*To do:* Starting at the line that contains "Each instance of the lake", set down each line exactly until the records end, keeping both ends and adding nothing.

(Dataset excerpts)

⟨

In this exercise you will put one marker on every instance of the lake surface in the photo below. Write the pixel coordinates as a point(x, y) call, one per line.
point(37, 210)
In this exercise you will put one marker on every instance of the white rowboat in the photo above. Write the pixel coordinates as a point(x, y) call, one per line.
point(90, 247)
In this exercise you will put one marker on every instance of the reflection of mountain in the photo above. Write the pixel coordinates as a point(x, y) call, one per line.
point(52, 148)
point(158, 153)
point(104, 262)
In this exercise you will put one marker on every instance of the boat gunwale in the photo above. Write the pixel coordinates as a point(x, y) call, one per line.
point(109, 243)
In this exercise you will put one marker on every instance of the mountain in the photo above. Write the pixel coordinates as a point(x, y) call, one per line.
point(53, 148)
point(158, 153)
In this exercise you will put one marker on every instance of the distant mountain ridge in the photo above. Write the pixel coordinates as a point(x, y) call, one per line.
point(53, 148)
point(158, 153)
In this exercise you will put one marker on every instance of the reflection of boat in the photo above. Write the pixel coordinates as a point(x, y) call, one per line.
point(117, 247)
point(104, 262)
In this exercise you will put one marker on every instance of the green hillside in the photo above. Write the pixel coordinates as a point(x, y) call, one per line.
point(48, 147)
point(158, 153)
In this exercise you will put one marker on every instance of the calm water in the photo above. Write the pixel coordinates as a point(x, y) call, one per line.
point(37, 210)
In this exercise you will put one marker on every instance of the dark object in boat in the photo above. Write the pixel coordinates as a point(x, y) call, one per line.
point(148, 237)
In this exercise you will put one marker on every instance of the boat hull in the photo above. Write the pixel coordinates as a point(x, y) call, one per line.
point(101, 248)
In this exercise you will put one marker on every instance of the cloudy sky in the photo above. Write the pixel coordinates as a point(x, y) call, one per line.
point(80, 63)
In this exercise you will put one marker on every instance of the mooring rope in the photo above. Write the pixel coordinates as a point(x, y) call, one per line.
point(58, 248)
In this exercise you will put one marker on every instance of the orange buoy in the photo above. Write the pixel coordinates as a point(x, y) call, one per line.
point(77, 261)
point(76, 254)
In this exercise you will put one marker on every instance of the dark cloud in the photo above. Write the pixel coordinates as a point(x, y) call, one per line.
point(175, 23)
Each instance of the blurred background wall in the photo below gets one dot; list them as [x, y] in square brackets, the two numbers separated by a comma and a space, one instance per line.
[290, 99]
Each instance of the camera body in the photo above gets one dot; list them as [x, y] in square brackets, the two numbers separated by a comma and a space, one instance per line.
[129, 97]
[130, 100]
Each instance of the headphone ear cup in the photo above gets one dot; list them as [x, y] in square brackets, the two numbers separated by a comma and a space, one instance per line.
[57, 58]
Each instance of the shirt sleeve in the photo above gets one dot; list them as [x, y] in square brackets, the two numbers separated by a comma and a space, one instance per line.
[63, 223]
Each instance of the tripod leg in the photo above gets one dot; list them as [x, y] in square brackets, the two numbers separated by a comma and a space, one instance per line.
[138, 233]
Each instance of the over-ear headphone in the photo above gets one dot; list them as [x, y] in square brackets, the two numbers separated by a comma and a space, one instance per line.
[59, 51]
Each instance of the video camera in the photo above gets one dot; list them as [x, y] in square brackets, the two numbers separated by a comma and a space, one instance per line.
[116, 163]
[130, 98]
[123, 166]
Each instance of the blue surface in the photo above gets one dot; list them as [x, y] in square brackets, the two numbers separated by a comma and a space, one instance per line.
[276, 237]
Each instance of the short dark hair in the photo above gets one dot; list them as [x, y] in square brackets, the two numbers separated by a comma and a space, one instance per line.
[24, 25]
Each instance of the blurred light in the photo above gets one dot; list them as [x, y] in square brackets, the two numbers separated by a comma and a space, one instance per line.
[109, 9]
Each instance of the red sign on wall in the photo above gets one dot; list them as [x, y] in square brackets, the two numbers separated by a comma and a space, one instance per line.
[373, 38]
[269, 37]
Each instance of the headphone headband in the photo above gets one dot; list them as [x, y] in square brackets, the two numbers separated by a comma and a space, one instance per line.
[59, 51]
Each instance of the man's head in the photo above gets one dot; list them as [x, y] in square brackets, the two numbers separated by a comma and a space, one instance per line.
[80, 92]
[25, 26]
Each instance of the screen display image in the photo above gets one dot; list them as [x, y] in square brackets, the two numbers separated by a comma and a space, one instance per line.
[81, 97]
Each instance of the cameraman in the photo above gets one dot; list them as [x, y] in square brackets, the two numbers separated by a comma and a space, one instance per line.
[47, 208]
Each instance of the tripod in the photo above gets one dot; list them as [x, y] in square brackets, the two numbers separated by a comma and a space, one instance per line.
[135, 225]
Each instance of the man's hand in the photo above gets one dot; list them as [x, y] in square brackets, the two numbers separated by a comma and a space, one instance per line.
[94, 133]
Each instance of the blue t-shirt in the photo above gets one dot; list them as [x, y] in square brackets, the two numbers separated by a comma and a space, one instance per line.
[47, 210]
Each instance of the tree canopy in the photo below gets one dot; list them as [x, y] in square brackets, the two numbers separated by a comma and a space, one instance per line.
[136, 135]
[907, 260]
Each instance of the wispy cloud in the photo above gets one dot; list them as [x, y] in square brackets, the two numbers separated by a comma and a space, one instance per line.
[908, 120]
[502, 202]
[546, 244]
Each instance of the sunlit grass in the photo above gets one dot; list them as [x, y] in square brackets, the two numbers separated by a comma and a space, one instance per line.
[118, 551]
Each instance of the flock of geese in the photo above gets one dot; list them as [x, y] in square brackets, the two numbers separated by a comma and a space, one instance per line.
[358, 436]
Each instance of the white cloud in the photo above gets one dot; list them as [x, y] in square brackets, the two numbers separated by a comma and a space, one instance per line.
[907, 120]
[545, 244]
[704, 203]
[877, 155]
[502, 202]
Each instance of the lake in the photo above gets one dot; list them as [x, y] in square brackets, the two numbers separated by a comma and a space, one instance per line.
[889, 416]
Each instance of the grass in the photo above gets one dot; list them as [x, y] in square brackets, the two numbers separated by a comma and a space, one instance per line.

⟩

*Output for this task:*
Each instance of the lake in the photo above gets one dot; list them as [x, y] in square brackets, the two numbers separated by a comma and a space, one instance per line.
[889, 416]
Each instance of the grass in the photo above gets one dot; list them as [x, y] in square brackets, the two numbers separated by a comma and a space, one instance per line.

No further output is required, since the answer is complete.